■ **Provided text**:
▽

The owners of Rolling Stone, the 50-year-old music and culture magazine, have put it up for sale mainly due to some "costly strategic mis-steps" that have steadily taken a financial toll on the publication, the media reported.
Jann S. Wenner, then 21, started the magazine in San Francisco in 1967 and it went on to become the "counter-culture bible", reports The New York Times.
It defined cool, cultivated literary icons and produced star-making covers that were such coveted real estate that they inspired the song "The Cover of Rolling Stone" by American rock group Dr. Hook and the Medicine Show, according to experts.
"I love my job, I enjoy it, I've enjoyed it for a long time... But letting go was just the smart thing to do," Wenner, now 71, told The New York Times.
The sale plans were devised by Wenner's 27-year-old son, Gus, who has aggressively pared down the assets of Rolling Stone's parent company, Wenner Media, in response to the financial pressures.
The Wenners have also sold the company's other two magazines, Us Weekly and Men's Journal. Last year, they sold a 49 per cent stake in Rolling Stone to BandLab Technologies, a Singapore-based music technology company.

△

■ **Task instructions**:
1 > According to the report on the Rolling Stone sale, why did Gus Wenner aggressively pare down the assets of Wenner Media, and what led the owners to put the magazine up for sale?
2 > Decide whether each statement agrees with the report on the Rolling Stone sale. Answer yes or no, and support each answer with a quotation.
(a) Jann S. Wenner started the magazine in New York in 1967.
(b) The plans for the sale came from Wenner's son Gus.
(c) Last year the Wenners sold a majority stake in Rolling Stone to BandLab Technologies.
3 > Carry on the report on the Rolling Stone sale, starting after its final sentence.

■ **Data extract**:

▽

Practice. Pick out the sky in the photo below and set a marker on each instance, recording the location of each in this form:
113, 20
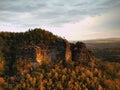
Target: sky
71, 19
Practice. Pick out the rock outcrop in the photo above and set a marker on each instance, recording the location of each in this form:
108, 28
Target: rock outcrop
66, 51
39, 45
80, 53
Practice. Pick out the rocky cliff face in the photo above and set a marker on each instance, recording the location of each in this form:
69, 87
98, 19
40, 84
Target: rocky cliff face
80, 53
39, 46
66, 51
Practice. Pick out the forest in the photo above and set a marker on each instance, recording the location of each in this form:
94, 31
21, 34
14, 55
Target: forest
20, 74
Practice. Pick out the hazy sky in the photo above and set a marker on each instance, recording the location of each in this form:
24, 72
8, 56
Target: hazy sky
72, 19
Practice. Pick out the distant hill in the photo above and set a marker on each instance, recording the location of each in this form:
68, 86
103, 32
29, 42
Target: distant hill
103, 43
39, 46
105, 49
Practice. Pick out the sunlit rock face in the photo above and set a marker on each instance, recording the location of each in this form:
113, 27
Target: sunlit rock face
81, 53
61, 51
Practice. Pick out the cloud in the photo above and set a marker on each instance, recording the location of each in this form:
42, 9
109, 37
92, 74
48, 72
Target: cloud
52, 12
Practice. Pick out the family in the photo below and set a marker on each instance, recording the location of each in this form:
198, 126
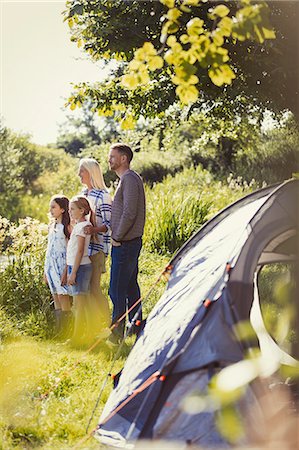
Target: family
81, 233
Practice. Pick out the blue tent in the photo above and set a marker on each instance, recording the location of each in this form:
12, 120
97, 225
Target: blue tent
189, 335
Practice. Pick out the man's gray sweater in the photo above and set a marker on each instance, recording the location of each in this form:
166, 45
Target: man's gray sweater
128, 208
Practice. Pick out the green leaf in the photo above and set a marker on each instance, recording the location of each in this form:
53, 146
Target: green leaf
221, 75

△

■ **Expected outputs**:
1 > Gus Wenner pared down the assets of Wenner Media in response to the financial pressures on the company. The owners put Rolling Stone up for sale mainly because of "costly strategic mis-steps" that had steadily taken a financial toll on the publication.

2 >
(a) No: "started the magazine in San Francisco in 1967"
(b) Yes: "The sale plans were devised by Wenner's 27-year-old son, Gus"
(c) No: "they sold a 49 per cent stake in Rolling Stone to BandLab Technologies"

3 >
"There's a level of ambition that we can't achieve alone... So we are being proactive and want to get ahead of the curve.
"Publishing is a completely different industry than what it was. The trends go in one direction, and we are very aware of that," Gus Wenner, who is the Chief Operating Officer of Wenner Media, told The New York Times.
Music coverage in all of its forms -- news, interviews, reviews -- was the core of Rolling Stone, but its influence also stretched into pop culture, entertainment and politics including interviews of former US Presidents Bill Clinton and Barack Obama.
Rolling Stone suffered a devastating blow to its reputation when it retracted a debunked 2014 article about a gang rape at the University of Virginia.
The article prompted three libel lawsuits against the magazine.